What needs to be done — When you transcribe the listing that follows, keep every line exact and omit the pictures.

******

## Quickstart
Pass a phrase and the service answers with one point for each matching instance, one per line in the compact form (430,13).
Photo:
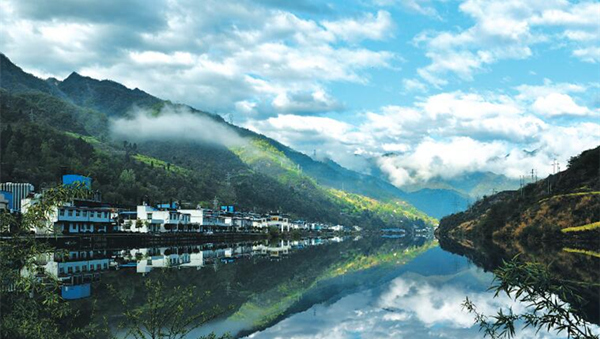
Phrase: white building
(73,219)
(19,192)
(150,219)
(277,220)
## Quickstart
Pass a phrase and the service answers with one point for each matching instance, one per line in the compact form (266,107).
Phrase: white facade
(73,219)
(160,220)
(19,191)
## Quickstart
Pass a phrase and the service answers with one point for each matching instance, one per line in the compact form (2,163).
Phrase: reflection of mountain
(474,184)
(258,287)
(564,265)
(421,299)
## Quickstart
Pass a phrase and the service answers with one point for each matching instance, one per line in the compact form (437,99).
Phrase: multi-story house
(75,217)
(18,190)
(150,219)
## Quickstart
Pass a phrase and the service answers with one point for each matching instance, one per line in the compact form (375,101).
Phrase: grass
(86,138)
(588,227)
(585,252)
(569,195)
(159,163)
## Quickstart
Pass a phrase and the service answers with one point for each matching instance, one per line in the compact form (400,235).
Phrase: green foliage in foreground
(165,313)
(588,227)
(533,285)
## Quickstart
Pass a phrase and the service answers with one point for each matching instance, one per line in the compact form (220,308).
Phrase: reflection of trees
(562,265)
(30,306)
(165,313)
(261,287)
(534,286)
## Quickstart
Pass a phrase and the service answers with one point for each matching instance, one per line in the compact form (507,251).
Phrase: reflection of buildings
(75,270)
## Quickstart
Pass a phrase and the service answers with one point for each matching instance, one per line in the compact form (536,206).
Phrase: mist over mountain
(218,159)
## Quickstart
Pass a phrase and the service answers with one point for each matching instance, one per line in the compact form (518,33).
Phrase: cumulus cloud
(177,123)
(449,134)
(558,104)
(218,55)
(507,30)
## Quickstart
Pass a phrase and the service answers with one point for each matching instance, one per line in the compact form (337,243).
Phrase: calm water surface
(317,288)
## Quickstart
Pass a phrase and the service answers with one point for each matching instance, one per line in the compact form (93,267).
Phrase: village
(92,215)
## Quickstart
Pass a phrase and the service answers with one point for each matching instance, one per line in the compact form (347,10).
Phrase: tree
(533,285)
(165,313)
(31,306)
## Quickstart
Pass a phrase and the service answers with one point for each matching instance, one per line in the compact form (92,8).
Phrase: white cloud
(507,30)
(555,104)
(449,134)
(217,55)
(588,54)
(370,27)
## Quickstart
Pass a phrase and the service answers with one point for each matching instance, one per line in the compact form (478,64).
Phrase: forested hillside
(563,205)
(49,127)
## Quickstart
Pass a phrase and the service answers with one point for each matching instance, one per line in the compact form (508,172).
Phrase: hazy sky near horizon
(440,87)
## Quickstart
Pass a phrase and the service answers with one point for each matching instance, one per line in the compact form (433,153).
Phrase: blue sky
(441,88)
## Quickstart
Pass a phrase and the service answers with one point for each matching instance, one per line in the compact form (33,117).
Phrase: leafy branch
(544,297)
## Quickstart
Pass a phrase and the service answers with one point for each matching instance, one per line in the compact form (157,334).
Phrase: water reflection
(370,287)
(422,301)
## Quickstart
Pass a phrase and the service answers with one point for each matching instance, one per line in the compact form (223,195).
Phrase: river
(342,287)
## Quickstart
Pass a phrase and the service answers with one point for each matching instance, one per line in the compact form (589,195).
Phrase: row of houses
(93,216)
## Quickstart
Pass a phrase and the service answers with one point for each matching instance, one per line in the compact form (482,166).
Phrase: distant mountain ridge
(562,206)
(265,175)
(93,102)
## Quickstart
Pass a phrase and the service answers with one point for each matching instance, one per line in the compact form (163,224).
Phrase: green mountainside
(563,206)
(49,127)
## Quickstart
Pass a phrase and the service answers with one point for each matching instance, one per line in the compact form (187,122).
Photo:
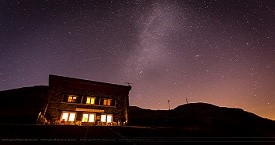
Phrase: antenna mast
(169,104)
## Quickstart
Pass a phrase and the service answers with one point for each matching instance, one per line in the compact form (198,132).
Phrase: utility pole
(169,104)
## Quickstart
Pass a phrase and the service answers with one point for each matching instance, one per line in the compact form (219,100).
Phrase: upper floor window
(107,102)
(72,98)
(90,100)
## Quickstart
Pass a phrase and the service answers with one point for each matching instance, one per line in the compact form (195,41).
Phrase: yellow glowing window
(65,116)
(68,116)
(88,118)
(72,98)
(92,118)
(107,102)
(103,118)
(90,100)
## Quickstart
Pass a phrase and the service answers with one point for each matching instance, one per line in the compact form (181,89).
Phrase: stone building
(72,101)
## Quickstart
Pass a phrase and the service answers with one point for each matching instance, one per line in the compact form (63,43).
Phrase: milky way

******

Solved problem —
## Quickstart
Pass a phrase and the service answers with one point for each matching instance, one per line in the compact form (430,13).
Photo:
Phrase: white building
(73,219)
(19,192)
(150,219)
(277,220)
## Quickstart
Pass a phrase and the service answers with one point for each matching instance, one per line in the compact form (266,107).
Phrase: white facade
(73,219)
(160,220)
(19,191)
## Quickstart
Pass a phrase and the service answers with one point for each matching instance, one per line in the compact form (2,163).
Phrase: reflection of mountain
(474,184)
(258,287)
(564,265)
(421,299)
## Quickstart
Pass a phrase and the service answers with one point for each matching instance, one per line in the compact form (437,99).
Phrase: multi-story house
(75,217)
(18,190)
(150,219)
## Quickstart
Pass a phrase and the service answers with one point for each matching instance, one per line in the compact form (375,101).
Phrase: grass
(86,138)
(588,227)
(585,252)
(569,195)
(159,163)
## Quickstart
Pass a phrase and the service answers with one point for each matching instance, one per line in the compact form (400,235).
Phrase: green foliage in foreground
(165,313)
(588,227)
(533,285)
## Quickstart
Pass a phrase and the service answers with one point for each matching instance, one per line in the compact form (220,308).
Phrase: reflection of trees
(562,265)
(30,306)
(165,313)
(261,287)
(534,286)
## Quickstart
Pass a phrase and the service answers with one point for each matching instance, one per line in the compact form (507,251).
Phrase: reflection of buildings
(75,270)
## Quickstart
Pass a phrase and the service answers with one point for each matching instance, one per line in the compact form (536,206).
Phrase: mist over mountain
(218,159)
## Quickstart
Pass a phrase and the service answers with one point for each matching instance, one per line in the compact form (518,33).
Phrase: cumulus cloud
(177,123)
(449,134)
(558,104)
(218,55)
(507,30)
## Quickstart
Pass a phrase and the service answers with one point for each matching instance, one per line in the compact form (337,243).
Phrase: calm water surface
(317,288)
## Quickstart
Pass a phrase and the service answers with one point for each matching instance, one per line in the compact form (93,267).
Phrase: village
(92,215)
## Quickstart
Pass a phrase and the service answers with one point for each matching instance, one per line in the compact form (347,10).
Phrase: tree
(533,285)
(165,313)
(31,306)
## Quickstart
Pass a phrase and the service answers with one point for each matching instance, one per line in the compact form (92,8).
Phrase: white cloud
(507,30)
(555,104)
(449,134)
(217,55)
(588,54)
(370,27)
## Quickstart
Pass a phrase and the service answers with one point for each matching instance, one per line in the compact form (478,64).
Phrase: forested hillside
(563,205)
(49,127)
## Quickstart
Pass a phrase and the service answers with one point for each matching instance, one per line in the compact form (508,172).
Phrase: hazy sky near horizon
(440,87)
## Quickstart
Pass a phrase and the service answers with one point for each matching instance, one per line in the compact form (433,153).
Phrase: blue sky
(441,88)
## Quickstart
Pass a phrase and the service answers with one point for each matching instance, one per line in the compact form (33,117).
Phrase: leafy branch
(544,297)
## Quickstart
Pass a phrase and the service answers with one point for each matching instance, one per line in the compact form (157,334).
Phrase: water reflection
(370,287)
(422,301)
## Quickstart
Pass a phrase and the service answers with one point for each matching instance, one per line in the compact form (223,195).
Phrase: river
(342,287)
## Quickstart
Pass a phrase and the service answers with one point for each matching instance, one per line in the compact form (589,195).
Phrase: row of houses
(93,216)
## Quickstart
Pass a phrase and the service answers with one point for each matching instance, one per line in the compact form (482,166).
Phrase: distant mountain ridge
(562,206)
(265,175)
(93,102)
## Quickstart
Pass a phrase and the service answers with one point for each matching instance, one per line in the compact form (163,224).
Phrase: green mountainside
(563,206)
(49,127)
## Quickstart
Pass a phrase and the service answers with one point for each matching instance, one per line in the compact form (187,122).
Photo:
Phrase: antenna mast
(169,104)
## Quickstart
Pass a phrase and the service answers with one point for each matching instance, one per line in the compact form (198,132).
Phrase: utility pole
(169,104)
## Quickstart
Pass a phrase and the service answers with one point for each matching instance, one per line in the compact form (219,100).
Phrase: upper floor window
(107,102)
(72,98)
(90,100)
## Quickstart
Pass a phrase and the service answers with one point for each matching instance, one per line in the compact form (195,41).
Phrase: yellow glowing window
(65,116)
(68,116)
(88,118)
(72,98)
(92,118)
(107,102)
(103,118)
(90,100)
## Quickstart
Pass a phrase and the service answers with one point for each matching instance, one per line in the compact form (181,89).
Phrase: stone building
(72,101)
## Quickstart
Pass a phrase and the service answers with one point for each matching instance, one per line in the compact form (63,43).
Phrase: milky way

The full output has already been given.